■ WHAT YOU ARE ASKED TO DO
Could you reproduce all of these records exactly?

Top of PROVIDED ENTRIES

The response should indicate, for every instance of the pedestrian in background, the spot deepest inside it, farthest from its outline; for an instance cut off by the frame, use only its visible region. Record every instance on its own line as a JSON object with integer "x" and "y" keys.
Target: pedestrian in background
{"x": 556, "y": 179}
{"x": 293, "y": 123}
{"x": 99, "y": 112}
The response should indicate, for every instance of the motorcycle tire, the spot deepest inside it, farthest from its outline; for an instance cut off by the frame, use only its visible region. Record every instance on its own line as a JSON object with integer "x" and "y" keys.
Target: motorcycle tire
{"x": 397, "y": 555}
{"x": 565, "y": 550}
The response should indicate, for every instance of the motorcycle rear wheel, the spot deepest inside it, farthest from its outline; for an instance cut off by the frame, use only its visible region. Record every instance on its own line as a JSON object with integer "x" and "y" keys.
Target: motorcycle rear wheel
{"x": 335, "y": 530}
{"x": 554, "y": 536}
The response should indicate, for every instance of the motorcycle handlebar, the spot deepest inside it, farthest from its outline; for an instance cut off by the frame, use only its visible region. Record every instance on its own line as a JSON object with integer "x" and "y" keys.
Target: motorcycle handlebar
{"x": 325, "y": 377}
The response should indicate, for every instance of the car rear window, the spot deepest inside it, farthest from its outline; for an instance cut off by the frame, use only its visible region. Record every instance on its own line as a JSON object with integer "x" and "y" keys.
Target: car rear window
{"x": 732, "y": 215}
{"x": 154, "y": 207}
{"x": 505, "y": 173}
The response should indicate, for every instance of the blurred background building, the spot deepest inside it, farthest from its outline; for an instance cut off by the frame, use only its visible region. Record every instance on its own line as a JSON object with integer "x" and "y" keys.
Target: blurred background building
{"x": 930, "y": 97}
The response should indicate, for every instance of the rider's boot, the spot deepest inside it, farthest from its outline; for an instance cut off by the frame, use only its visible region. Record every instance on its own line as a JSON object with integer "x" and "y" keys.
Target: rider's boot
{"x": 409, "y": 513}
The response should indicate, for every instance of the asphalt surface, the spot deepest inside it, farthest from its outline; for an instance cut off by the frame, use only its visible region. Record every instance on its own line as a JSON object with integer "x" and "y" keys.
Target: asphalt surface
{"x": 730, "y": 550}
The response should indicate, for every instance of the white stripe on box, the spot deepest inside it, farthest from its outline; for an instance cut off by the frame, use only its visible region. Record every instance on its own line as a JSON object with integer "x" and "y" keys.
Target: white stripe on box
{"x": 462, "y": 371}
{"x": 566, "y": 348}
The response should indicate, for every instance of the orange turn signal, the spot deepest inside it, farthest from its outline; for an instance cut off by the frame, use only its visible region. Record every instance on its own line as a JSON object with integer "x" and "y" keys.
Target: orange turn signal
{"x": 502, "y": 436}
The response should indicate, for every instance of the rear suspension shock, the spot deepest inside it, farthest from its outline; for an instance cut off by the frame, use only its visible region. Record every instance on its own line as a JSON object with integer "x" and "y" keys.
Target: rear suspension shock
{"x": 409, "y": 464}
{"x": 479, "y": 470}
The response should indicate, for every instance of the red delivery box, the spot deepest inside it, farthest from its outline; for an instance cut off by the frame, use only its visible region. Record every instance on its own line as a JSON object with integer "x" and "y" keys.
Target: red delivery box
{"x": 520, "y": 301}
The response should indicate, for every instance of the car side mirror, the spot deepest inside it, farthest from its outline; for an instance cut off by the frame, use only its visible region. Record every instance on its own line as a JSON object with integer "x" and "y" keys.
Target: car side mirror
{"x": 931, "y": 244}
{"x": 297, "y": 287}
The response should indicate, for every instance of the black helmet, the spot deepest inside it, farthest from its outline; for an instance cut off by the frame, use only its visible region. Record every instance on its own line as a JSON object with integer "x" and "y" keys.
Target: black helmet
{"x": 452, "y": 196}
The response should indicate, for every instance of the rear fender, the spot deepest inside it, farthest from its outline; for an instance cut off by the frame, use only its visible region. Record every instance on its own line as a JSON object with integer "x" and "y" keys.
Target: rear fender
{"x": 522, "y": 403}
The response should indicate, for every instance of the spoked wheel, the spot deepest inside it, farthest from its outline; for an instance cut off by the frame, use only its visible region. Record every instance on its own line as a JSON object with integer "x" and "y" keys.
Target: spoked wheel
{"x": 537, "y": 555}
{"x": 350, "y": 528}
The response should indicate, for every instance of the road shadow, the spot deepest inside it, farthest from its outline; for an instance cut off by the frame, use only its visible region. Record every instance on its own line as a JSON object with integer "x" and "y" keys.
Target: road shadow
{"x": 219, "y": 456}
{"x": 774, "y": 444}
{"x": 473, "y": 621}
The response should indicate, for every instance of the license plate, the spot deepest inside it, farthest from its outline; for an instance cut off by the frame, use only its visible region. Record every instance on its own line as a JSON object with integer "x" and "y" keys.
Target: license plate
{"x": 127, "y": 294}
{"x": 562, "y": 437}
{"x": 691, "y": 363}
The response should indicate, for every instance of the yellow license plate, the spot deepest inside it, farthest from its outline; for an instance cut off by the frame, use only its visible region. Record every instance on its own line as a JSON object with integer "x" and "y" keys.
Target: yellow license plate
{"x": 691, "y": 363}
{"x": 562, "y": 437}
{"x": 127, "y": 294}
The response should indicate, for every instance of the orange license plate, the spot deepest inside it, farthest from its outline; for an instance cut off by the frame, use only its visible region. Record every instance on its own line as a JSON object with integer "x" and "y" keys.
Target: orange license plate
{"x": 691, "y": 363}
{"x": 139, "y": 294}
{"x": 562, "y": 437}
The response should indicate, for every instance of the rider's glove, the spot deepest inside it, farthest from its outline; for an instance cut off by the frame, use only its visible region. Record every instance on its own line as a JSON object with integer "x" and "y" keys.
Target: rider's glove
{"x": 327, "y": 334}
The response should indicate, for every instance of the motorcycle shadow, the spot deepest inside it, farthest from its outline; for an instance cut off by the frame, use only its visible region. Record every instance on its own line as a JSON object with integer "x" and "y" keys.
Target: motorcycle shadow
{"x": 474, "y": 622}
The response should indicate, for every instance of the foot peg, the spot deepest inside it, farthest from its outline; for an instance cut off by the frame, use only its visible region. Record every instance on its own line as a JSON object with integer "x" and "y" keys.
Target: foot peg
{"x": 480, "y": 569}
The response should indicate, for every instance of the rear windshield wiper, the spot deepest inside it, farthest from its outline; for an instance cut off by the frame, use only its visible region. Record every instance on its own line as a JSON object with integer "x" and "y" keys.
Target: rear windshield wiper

Bottom of PROVIDED ENTRIES

■ OUTPUT
The response should indicate, for every instance of the pedestrian in background, the spot deepest inside it, farthest from its outline; for an instance cut off by the frame, use only its visible region. Record every instance on its own line as a JSON object with integer "x" and "y" keys.
Target: pedestrian in background
{"x": 556, "y": 179}
{"x": 293, "y": 123}
{"x": 99, "y": 112}
The response should indicate, for every instance of the motorcycle tire, the spot deepest inside it, farthest from its outline; for an instance cut off by the frame, use only its visible region. Record every instance on its own line as a JSON object with integer "x" and "y" keys.
Target: motorcycle tire
{"x": 397, "y": 555}
{"x": 565, "y": 550}
The response should indicate, for every instance of the motorcycle rear wheel, the spot deepest inside it, farthest from its outline; for an instance cut off by the frame, use only its visible region. Record every instance on its own line as a JSON object with integer "x" and "y" keys.
Target: motorcycle rear wheel
{"x": 335, "y": 530}
{"x": 554, "y": 536}
The response should indicate, for every instance of the motorcycle handlebar, the spot deepest inside it, farthest from its outline; for an instance cut off by the frame, use only its visible region. Record every instance on its own line as a JSON object with integer "x" and "y" keys.
Target: motorcycle handlebar
{"x": 325, "y": 377}
The response should indicate, for every instance of the car rear window, the spot deepest inside it, farthest from its outline; for an instance cut off by the frame, use only its visible region. Record every instance on its own line as a JSON object with integer "x" and "y" keys.
Target: car rear window
{"x": 732, "y": 215}
{"x": 154, "y": 207}
{"x": 505, "y": 173}
The response should indicate, for every instance of the blurred background building, the spot deepest inside it, farthest from its outline; for an instance cut off by the frame, use only its visible region. Record every instance on its own line as a JSON object with integer "x" and "y" keys.
Target: blurred background building
{"x": 930, "y": 97}
The response should indicate, for every instance of the rider's boot, the spot deepest inside it, farthest from its outline; for an instance cut off by the frame, use only its visible region. Record every instance on its own line as a JSON object with integer "x" and "y" keys.
Target: rider's boot
{"x": 409, "y": 513}
The response should indicate, for every instance of the asphalt surface, the spot deepest inside it, farthest from its outline; for an instance cut off by the frame, use only its visible region. Record every instance on its own line as a JSON object with integer "x" and "y" keys.
Target: asphalt surface
{"x": 730, "y": 550}
The response should indicate, for every instance of the white stripe on box, the spot deepest inside it, farthest from its outline; for an instance cut off by the frame, use only its visible region. Record every instance on its own line as a JSON object with integer "x" and "y" keys.
Target: white stripe on box
{"x": 462, "y": 371}
{"x": 566, "y": 348}
The response should indicate, for every instance of the orange turn signal, the spot deepest inside it, farthest from its outline; for an instance cut off by the frame, use only its visible region. Record every instance on its own line as a JSON object with integer "x" and "y" keys.
Target: orange turn signal
{"x": 502, "y": 436}
The response should indicate, for every instance of the rear suspension shock, the spot deepest inside it, farthest from its outline; for an instance cut off by the frame, use only its visible region. Record every instance on its own line as a JSON object with integer "x" and "y" keys.
Target: rear suspension shock
{"x": 409, "y": 464}
{"x": 479, "y": 470}
The response should indicate, for every instance of the red delivery box, the spot deepest inside it, farthest from its outline; for an instance cut off by the frame, use only its visible region. Record every instance on its own line as a JSON object with integer "x" and "y" keys.
Target: red delivery box
{"x": 520, "y": 301}
The response should indicate, for every instance of the car side mirror, the spot deepest inside it, farthest from its outline; for an instance cut off by the frame, use only its visible region. Record every instance on its own line as a JSON object with integer "x" and "y" keys.
Target: car side mirror
{"x": 931, "y": 244}
{"x": 297, "y": 287}
The response should indicate, for every instance of the black helmet, the spot deepest inside it, farthest from its outline; for an instance cut off by the frame, use only its visible region. Record every instance on its own line as a JSON object with integer "x" and "y" keys.
Target: black helmet
{"x": 452, "y": 196}
The response should indicate, for every instance of the rear fender, the spot deepest inside it, farthest from its outline; for an instance cut off by the frame, use only its visible region. Record every instance on its own line as a JSON object with integer "x" and "y" keys.
Target: rear fender
{"x": 522, "y": 403}
The response should indicate, for every instance of the spoked wheel, the spot deepest inside it, farthest from its outline; for an instance cut off by the frame, use only its visible region. Record every instance on its own line as a JSON object with integer "x" and "y" keys.
Target: spoked wheel
{"x": 537, "y": 555}
{"x": 350, "y": 528}
The response should indicate, for every instance of the road shadow, the spot deepest inside it, farthest from its outline; for an instance cut off by the frame, use only its visible region. Record every instance on its own line as a JSON object with integer "x" and "y" keys.
Target: road shadow
{"x": 219, "y": 456}
{"x": 774, "y": 444}
{"x": 473, "y": 621}
The response should indicate, for every instance of the license plate, the spot deepest inside it, farthest from its outline; for an instance cut off by the frame, use only its visible region. Record every instance on its own line as a JSON object with integer "x" and "y" keys.
Target: license plate
{"x": 127, "y": 294}
{"x": 562, "y": 437}
{"x": 691, "y": 363}
The response should indicate, for every instance of the yellow license plate, the spot deepest inside it, farthest from its outline; for an instance cut off by the frame, use only its visible region. Record every instance on its own line as a JSON object with integer "x" and "y" keys.
Target: yellow license plate
{"x": 691, "y": 363}
{"x": 562, "y": 437}
{"x": 127, "y": 294}
The response should indicate, for every instance of the orange license plate, the spot deepest inside it, farthest from its outline; for an instance cut off by the frame, use only its visible region. Record every instance on its own line as a JSON object with integer "x" and "y" keys.
Target: orange license plate
{"x": 691, "y": 363}
{"x": 139, "y": 294}
{"x": 562, "y": 437}
The response should indicate, for every instance of the rider's glove, the spot deepest inside it, farthest from its outline; for an instance cut off by the frame, use only its visible region. Record every instance on its own line as a JSON object with integer "x" and "y" keys.
Target: rider's glove
{"x": 327, "y": 334}
The response should indicate, for every instance of the motorcycle shadow, the spot deepest inside it, farthest from its outline; for an instance cut off by the frame, use only its visible region. Record every instance on its own line as a JSON object with integer "x" and "y" keys.
Target: motorcycle shadow
{"x": 474, "y": 622}
The response should indicate, for every instance of the foot peg, the spot deepest inside it, farthest from its outline; for an instance cut off by the frame, use only its visible region. Record every instance on its own line as a JSON object with integer "x" and "y" keys.
Target: foot peg
{"x": 480, "y": 569}
The response should indicate, for every instance of the rear windshield wiper, the spot deepest inside it, farthest from its outline; for an instance cut off by the frame, use only its visible region. Record every instance on its own line as a JSON object with integer "x" and "y" keys.
Target: rear windshield wiper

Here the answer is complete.